Text for analysis: Begin

OLD AMY, MEET NEW AMY...

It's all starting to blur together now.  I don't remember one radiation treatment from the other.  I'm stuck in the movie Groundhog Day!

  • Park in the same spot and walk in quickly (because I'm usually running late)
  • Smile at the clerk who waves me on to the dressing room
  • Put on a smock and hide my keys under my clothes - don't even bother to hang them on the hook
  • Follow the tech to the machine
  • Line my butt up with the top of the pad
  • Take my arm out of my smock and put it above my head
  • Focus on the ceiling pictures while she draws lines on my chest and boob
  • Count to 30 while the machine buzzes, then moves to the other side and count to 30 again
  • Wait for her to come back in, get up and follow her back to the dressing room
  • Put on my shirt and pitch my smock in the laundry
  • Turn off the lights and leave the room (I'm the last patient of the day)

The whole process takes just 10 minutes and I've done it 25 times so far.  Just 8 more and this will be done.  Two weeks from now I'll be done.  hummmm

I'll be done with my treatments in less than two weeks but I'll never be done being a breast cancer survivor.  I can never go back to December 7, 2011, the day before my follow-up mammogram.  This experience is now a part of me.  It's not the first time I've met a new me and I'm sure it won't be the last.  Some of my life-changing experiences have made me bitter and I'm not to proud of that.  This one however has made me stronger and more focused on what is important.  I think I like this new me.

Text for analysis: End
Given entries: Begin

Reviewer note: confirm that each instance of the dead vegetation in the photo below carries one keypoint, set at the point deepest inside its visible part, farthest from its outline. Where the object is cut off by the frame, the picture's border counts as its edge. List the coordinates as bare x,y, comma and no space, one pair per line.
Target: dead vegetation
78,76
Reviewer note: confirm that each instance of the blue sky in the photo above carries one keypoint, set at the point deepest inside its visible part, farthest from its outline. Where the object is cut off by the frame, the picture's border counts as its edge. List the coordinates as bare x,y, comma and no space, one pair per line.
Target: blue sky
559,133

Given entries: End
Given entries: Begin

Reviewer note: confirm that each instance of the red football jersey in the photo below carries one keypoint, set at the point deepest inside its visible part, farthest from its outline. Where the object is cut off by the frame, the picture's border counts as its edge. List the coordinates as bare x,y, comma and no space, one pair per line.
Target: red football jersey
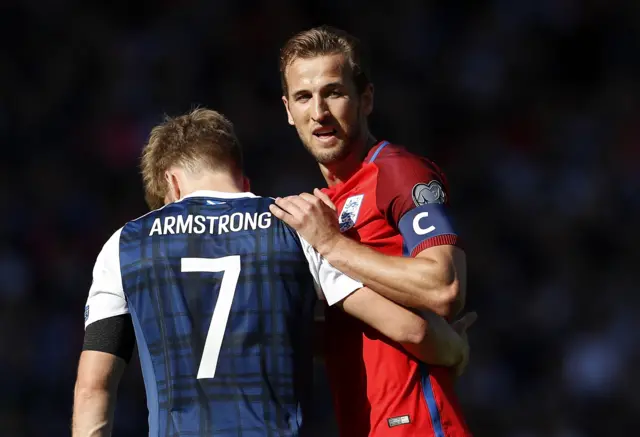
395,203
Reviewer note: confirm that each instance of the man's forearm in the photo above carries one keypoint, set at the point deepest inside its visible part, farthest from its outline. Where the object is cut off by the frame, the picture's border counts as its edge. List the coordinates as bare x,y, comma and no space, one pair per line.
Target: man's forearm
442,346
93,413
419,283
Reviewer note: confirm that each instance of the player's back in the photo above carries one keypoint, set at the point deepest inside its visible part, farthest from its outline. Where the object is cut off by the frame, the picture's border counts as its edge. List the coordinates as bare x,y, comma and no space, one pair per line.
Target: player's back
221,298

Given entries: End
Given entries: Begin

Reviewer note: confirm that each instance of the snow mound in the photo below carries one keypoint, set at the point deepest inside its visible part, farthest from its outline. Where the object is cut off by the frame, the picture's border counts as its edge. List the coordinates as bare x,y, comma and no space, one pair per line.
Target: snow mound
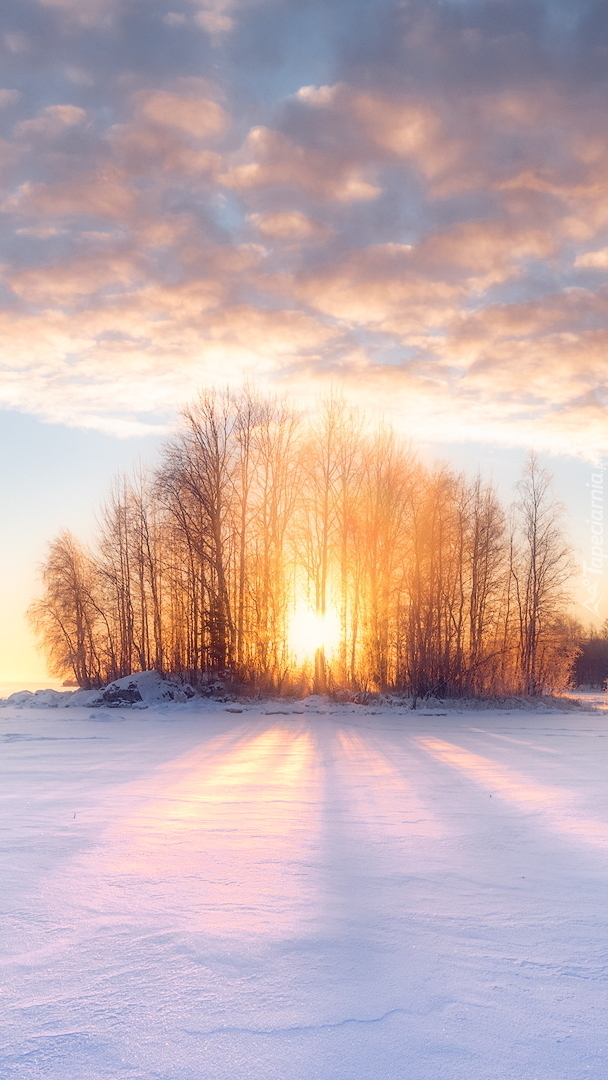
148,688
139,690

Given entries: End

• Tasks to complete
- A) Please return, word for word, the part of the radiation treatment post that opens with the words containing "The whole process" and closes with "this new me.".
- B) Carry the radiation treatment post forward, picking up after its final sentence.

• Answers per task
- A)
The whole process takes just 10 minutes and I've done it 25 times so far.  Just 8 more and this will be done.  Two weeks from now I'll be done.  hummmm

I'll be done with my treatments in less than two weeks but I'll never be done being a breast cancer survivor.  I can never go back to December 7, 2011, the day before my follow-up mammogram.  This experience is now a part of me.  It's not the first time I've met a new me and I'm sure it won't be the last.  Some of my life-changing experiences have made me bitter and I'm not to proud of that.  This one however has made me stronger and more focused on what is important.  I think I like this new me.

- B)
Earlier this week, as I was pulling into the parking lot of the doctor's office and heading for my normal parking space I was held up by a family standing in my way.  It was an older man, younger man, and younger woman.  The two men were hugging with their faces buried in each others necks.  The woman was standing by the younger mans side looking somber.  My heart broke for them.  Where they learning about a new diagnosis and at the beginning of their journey?  The older man pulled out his handkerchief and wiped his face as I walked by.  I wonder if they looked at me as a strong survivor, a reminder of what chemo does (with my buzzed head), or if they even saw me at all as they were spinning in their pain.  I've been thinking about them a lot.  I wanted to teleport them to where I am now and spare them the rough road.  That's the new Amy talking because before this she would not be able to feel their pain.  Now I can and I pray that when this is over for them they will like their new selves better too.